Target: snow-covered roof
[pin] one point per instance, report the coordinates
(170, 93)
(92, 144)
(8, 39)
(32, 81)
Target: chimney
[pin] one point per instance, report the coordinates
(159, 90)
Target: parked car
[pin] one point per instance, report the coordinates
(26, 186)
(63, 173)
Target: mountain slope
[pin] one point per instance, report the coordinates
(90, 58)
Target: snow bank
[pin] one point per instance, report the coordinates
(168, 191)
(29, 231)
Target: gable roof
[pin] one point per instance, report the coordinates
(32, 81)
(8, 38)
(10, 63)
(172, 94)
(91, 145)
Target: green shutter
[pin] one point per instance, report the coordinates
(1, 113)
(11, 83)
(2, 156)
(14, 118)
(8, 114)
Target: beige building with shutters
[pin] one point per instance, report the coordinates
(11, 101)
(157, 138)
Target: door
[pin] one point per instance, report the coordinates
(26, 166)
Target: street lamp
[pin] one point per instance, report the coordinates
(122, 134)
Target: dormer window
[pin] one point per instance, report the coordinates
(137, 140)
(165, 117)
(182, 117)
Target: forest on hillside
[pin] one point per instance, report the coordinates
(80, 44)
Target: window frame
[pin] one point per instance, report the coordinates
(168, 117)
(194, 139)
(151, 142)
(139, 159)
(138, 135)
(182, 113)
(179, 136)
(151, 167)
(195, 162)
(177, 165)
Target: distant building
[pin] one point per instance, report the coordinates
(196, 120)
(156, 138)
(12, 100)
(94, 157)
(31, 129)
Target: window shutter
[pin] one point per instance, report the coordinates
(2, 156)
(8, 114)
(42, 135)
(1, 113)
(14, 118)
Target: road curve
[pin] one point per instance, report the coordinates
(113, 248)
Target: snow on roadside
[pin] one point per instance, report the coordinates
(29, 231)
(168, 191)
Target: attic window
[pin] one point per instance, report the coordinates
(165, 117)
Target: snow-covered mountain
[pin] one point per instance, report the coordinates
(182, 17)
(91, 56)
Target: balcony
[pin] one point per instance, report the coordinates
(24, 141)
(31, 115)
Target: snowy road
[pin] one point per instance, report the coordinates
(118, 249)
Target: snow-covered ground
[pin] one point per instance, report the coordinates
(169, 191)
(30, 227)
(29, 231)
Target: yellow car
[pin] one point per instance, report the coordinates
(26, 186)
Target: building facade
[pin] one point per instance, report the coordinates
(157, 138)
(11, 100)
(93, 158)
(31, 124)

- Task instructions -
Render every item above as a numbered list with one line per number, dropping any blank lines.

- Exercise solution -
1. Target: snow-covered roof
2. [pin] one point per instance, report the coordinates
3. (170, 93)
4. (92, 144)
5. (8, 39)
6. (32, 81)
7. Target: chimney
8. [pin] one point per instance, report the coordinates
9. (159, 90)
10. Target: parked car
11. [pin] one point per instance, report the coordinates
12. (26, 186)
13. (63, 173)
14. Target: mountain slope
15. [pin] one point per instance, report the coordinates
16. (90, 58)
17. Target: snow bank
18. [pin] one point per instance, report the coordinates
19. (168, 191)
20. (29, 231)
21. Target: gable roof
22. [pin] one point per instance, report the coordinates
23. (32, 81)
24. (8, 38)
25. (10, 63)
26. (172, 94)
27. (91, 145)
28. Target: green shutter
29. [pin] one point per instance, report the coordinates
30. (1, 113)
31. (11, 83)
32. (2, 156)
33. (14, 118)
34. (8, 114)
35. Target: beige building with shutters
36. [pin] one point per instance, report the coordinates
37. (11, 101)
38. (157, 138)
39. Target: door
40. [pin] one point per instance, report the coordinates
41. (26, 166)
42. Target: street lamp
43. [pin] one point per instance, report the coordinates
44. (122, 134)
45. Target: dormer window
46. [pin] one point per instance, report the coordinates
47. (137, 140)
48. (165, 117)
49. (182, 117)
50. Target: forest on hillside
51. [pin] one point per instance, report the coordinates
52. (80, 44)
53. Target: window frame
54. [pin] one point per instance, report the coordinates
55. (168, 117)
56. (194, 139)
57. (151, 142)
58. (139, 159)
59. (138, 135)
60. (182, 113)
61. (179, 136)
62. (151, 167)
63. (195, 162)
64. (177, 165)
65. Target: distant building
66. [pin] one point per instance, report the coordinates
67. (196, 120)
68. (156, 138)
69. (12, 100)
70. (94, 157)
71. (31, 129)
72. Target: window shutter
73. [pin] one point per instance, report the coordinates
74. (2, 156)
75. (8, 114)
76. (42, 135)
77. (1, 113)
78. (14, 118)
79. Target: road curve
80. [pin] one point per instance, report the coordinates
81. (113, 248)
82. Target: snow on roadside
83. [pin] one point per instance, report the coordinates
84. (29, 231)
85. (168, 191)
86. Target: attic window
87. [pin] one point per instance, report the coordinates
88. (165, 117)
89. Target: snow-covered mountain
90. [pin] one point per instance, report the coordinates
91. (182, 17)
92. (91, 56)
93. Target: balcony
94. [pin] one point per instance, report the coordinates
95. (24, 141)
96. (31, 115)
97. Target: snowy road
98. [pin] one point per instance, report the coordinates
99. (118, 249)
100. Target: snow-covered ground
101. [pin] one point per instance, report the coordinates
102. (169, 191)
103. (30, 227)
104. (29, 231)
105. Target: yellow car
106. [pin] one point per instance, report the coordinates
107. (26, 186)
108. Target: building facade
109. [pin] one point per instance, report the coordinates
110. (157, 138)
111. (11, 100)
112. (93, 158)
113. (31, 124)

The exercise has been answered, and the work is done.